[Page text]

-- Opening Marker --

It is not clear what effect the idling of the Ashtabula coal pier will have on the railroad’s Youngstown Line. The route feeds directly into the pier although it also has connecting tracks in Ashtabula with the Cleveland-Buffalo route of NS.

Traffic on the line north of Youngstown, which is already sparse, may become even thinner.

NS said that it employs 3,700 people in Ohio and has 2,200 miles of track in the state.

CSX May Consolidate, Shut Down Coal Branches

October 10, 2015

In the face of declining coal business, CSX is looking to consolidate and close some routes in West Virginia, Virginia and Kentucky where the primary commodity hauled is coal.

Trains magazine reported that one target might be the Big Sandy Subdivision, which connects Russell, Kentucky, and Shelby Yard in Pikeville, Kentucky.

The route continues southward from Pikeville over the former Clinchfield Railroad mainline to Erwin, Tennessee, and Spartanburg, South Carolina.

Other routes that may be affected include the Logan, Coal, and Big Coal subdivisions in the Kanawha Coal Rate District and lines in the New River Coal Rate District.

Trains reported that some dispatching desks and yardmaster positions already are being consolidated.

-- Closing Marker --

[Assignment 1]
Copy the rail news text again, beginning at the words "Trains magazine reported" and stopping after "Spartanburg, South Carolina.". Switch "Shelby Yard" to "Shelby Terminal".
[Assignment 2]
Answer these questions from the rail news text:
(a) How many people does NS employ in Ohio?
(b) What date is given for the report on CSX coal branches?
(c) According to Trains, what is already being consolidated?
The listing after this point is separate material, apart from the rail news text.

[Data listing]

-- Opening Marker --

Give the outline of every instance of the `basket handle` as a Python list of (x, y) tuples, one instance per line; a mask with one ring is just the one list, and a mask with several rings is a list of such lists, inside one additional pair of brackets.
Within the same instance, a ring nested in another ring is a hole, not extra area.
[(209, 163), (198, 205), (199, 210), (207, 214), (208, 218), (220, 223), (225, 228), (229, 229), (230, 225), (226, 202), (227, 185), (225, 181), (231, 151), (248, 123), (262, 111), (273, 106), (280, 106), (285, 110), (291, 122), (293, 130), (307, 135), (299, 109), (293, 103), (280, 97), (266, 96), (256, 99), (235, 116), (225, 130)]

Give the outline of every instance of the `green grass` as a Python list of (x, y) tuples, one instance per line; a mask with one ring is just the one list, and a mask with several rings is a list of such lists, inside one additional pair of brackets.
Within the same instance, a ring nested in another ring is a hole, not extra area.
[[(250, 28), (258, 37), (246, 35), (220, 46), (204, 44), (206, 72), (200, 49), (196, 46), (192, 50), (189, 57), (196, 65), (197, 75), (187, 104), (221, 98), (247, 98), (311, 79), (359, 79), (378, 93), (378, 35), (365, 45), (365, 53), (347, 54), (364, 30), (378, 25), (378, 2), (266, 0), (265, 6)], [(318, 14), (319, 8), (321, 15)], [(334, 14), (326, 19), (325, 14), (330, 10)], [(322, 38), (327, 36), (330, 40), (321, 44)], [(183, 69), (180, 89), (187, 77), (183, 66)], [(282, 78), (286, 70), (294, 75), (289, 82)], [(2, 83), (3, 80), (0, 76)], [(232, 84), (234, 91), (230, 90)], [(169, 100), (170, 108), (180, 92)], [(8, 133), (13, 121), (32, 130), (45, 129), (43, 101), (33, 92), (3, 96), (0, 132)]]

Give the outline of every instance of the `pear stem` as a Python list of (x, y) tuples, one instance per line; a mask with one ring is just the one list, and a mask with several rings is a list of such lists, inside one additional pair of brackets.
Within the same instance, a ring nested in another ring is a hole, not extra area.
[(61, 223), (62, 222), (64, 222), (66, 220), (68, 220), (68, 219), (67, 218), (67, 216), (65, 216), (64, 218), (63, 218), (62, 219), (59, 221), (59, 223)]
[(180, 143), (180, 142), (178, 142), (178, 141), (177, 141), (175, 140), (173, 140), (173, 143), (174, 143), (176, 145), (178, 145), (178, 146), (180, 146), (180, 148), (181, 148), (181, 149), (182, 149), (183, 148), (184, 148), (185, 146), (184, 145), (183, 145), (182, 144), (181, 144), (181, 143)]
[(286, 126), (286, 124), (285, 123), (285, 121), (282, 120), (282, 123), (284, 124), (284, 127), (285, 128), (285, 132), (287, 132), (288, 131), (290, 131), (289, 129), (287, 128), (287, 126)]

-- Closing Marker --

[Answer 1]
Trains magazine reported that one target might be the Big Sandy Subdivision, which connects Russell, Kentucky, and Shelby Terminal in Pikeville, Kentucky.

The route continues southward from Pikeville over the former Clinchfield Railroad mainline to Erwin, Tennessee, and Spartanburg, South Carolina.

[Answer 2]
(a) 3,700 people
(b) October 10, 2015
(c) Some dispatching desks and yardmaster positions